▶ [EXERCISE DETAILS]:
Across the records, how many lines contain "below"? Answer with the number alone.

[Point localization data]
__________________________________________________

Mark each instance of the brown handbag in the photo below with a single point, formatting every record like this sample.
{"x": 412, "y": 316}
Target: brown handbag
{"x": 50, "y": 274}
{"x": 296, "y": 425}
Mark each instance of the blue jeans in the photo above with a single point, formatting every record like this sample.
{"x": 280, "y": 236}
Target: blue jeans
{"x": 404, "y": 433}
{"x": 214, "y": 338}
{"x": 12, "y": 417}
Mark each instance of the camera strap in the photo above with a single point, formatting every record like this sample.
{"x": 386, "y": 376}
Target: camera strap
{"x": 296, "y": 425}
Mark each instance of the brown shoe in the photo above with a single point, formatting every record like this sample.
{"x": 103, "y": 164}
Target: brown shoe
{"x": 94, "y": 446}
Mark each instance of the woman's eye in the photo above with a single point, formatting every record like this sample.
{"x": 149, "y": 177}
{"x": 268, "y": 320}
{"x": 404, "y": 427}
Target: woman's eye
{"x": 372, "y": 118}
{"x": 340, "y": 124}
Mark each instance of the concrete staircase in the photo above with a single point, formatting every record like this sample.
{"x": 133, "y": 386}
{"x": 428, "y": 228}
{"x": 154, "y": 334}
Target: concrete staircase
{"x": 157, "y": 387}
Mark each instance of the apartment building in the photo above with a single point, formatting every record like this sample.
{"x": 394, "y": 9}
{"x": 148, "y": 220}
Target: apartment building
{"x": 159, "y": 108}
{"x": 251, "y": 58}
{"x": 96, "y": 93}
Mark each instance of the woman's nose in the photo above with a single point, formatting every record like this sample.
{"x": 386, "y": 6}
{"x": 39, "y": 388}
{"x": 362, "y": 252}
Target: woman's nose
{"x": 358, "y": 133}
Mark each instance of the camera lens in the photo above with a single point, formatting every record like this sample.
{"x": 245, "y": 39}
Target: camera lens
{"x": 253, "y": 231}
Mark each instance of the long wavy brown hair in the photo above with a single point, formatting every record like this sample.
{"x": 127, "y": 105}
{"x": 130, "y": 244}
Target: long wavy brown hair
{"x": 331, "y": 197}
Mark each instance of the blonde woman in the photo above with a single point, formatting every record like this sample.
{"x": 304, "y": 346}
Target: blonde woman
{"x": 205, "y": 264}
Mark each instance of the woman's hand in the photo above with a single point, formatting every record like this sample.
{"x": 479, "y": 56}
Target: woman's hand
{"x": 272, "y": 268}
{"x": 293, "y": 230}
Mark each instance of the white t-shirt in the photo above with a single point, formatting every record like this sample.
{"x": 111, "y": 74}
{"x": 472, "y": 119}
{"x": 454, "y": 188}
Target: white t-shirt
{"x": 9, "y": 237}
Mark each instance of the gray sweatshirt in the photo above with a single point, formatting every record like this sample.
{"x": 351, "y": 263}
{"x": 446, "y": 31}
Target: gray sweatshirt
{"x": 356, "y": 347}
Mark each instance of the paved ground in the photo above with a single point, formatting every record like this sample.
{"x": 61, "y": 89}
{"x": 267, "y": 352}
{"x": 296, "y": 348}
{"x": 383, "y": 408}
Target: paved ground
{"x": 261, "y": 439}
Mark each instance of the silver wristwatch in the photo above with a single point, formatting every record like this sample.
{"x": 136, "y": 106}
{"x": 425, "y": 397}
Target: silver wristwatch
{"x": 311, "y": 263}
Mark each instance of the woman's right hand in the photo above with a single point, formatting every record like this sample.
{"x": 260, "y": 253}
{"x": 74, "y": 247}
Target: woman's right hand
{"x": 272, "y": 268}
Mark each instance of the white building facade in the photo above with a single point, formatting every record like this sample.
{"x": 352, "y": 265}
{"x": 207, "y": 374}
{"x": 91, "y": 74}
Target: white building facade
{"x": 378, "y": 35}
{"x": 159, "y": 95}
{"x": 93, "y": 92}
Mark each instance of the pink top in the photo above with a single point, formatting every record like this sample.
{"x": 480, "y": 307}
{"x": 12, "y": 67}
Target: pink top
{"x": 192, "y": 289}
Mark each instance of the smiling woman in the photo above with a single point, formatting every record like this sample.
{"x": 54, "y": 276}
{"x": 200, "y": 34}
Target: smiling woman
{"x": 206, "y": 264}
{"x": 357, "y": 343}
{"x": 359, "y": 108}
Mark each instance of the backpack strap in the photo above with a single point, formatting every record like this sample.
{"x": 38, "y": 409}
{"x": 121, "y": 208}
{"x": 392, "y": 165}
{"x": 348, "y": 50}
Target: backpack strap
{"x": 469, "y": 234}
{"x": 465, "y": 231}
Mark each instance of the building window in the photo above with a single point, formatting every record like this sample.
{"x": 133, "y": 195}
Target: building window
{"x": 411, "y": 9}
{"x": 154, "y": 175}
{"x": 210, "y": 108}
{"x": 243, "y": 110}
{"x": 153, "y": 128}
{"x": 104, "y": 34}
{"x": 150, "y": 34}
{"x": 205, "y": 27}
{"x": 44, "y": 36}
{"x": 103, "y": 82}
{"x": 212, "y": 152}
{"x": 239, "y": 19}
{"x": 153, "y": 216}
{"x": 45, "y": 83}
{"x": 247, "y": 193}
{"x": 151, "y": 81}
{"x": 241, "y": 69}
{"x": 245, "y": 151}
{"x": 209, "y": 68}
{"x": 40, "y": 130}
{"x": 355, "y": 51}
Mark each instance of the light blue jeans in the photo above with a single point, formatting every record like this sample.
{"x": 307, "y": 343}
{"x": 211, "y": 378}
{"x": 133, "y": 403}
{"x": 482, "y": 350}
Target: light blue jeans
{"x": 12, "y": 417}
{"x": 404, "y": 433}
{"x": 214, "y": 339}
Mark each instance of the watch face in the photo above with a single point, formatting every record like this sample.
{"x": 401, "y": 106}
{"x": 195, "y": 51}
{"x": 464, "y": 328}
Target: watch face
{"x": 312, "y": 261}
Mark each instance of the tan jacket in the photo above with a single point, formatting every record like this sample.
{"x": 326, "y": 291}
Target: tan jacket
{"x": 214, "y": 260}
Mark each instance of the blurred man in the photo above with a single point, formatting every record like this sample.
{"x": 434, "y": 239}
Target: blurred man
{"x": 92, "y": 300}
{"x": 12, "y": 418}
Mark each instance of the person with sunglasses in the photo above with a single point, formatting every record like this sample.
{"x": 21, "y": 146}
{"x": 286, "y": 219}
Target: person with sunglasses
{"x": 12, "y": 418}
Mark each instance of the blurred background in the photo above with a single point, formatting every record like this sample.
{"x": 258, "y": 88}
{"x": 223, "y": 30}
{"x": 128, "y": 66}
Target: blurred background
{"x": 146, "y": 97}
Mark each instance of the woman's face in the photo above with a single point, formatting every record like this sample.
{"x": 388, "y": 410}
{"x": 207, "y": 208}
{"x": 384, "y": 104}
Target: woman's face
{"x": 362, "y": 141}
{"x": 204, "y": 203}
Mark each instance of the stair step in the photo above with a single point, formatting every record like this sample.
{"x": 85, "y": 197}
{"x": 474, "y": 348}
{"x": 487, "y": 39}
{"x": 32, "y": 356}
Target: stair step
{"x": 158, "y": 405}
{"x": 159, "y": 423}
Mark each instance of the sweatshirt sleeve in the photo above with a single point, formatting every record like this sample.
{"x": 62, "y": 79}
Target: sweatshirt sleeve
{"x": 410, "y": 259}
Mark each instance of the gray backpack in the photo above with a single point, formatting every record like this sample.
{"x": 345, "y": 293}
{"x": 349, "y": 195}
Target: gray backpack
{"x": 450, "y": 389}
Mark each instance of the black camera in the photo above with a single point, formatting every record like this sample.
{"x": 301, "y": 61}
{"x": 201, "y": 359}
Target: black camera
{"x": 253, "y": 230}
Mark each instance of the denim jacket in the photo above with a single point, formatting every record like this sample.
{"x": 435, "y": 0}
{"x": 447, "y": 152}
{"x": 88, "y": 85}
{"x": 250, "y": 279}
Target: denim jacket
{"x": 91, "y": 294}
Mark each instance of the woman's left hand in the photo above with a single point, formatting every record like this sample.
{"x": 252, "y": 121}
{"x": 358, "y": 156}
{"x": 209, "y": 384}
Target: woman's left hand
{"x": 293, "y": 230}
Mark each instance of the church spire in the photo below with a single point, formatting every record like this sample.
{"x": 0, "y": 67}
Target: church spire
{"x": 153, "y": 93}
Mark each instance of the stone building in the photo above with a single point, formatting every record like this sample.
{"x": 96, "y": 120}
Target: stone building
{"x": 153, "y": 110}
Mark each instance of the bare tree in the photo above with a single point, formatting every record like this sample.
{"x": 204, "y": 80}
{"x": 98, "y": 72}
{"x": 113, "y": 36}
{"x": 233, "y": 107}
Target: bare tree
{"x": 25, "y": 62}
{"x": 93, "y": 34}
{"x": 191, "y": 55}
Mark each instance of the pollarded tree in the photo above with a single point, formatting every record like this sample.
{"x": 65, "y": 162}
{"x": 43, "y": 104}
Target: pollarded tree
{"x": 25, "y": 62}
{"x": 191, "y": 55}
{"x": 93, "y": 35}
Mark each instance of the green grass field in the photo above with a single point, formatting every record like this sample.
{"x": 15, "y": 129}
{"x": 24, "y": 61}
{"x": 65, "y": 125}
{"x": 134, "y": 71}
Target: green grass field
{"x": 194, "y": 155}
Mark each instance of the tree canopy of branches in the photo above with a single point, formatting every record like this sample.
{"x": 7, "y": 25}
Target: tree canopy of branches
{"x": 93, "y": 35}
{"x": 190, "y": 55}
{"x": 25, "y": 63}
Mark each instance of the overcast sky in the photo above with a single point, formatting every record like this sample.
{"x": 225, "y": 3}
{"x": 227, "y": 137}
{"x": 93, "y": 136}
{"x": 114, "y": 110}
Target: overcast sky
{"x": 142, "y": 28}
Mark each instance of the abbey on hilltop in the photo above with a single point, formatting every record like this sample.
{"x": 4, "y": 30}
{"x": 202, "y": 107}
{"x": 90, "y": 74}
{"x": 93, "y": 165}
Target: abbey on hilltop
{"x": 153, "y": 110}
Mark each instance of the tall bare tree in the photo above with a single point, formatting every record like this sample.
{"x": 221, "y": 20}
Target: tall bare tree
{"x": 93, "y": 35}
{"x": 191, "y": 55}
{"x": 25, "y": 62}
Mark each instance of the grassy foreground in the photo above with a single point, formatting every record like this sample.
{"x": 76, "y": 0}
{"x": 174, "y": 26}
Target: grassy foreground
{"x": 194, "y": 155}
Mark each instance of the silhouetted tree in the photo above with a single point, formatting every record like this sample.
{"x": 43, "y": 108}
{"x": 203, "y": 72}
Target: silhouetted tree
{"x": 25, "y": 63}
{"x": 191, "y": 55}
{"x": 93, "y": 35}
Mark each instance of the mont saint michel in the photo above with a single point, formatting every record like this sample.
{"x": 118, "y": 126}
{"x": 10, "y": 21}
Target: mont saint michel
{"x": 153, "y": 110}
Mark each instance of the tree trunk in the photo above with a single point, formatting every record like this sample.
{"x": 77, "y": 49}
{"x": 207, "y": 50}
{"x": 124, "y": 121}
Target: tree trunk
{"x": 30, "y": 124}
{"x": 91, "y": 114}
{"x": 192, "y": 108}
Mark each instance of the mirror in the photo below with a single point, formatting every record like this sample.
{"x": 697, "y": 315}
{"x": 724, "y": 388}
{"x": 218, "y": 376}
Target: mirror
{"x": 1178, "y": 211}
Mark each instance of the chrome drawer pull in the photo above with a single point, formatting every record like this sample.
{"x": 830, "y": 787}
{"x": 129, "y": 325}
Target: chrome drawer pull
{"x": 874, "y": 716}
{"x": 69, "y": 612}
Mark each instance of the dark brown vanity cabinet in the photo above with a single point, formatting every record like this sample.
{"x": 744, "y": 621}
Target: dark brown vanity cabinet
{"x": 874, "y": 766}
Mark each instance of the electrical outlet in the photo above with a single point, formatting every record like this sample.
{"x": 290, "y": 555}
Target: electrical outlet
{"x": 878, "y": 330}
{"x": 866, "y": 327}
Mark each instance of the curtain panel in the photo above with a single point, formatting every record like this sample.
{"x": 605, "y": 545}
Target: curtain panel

__________________________________________________

▶ [RESULT FOR THIS EXERCISE]:
3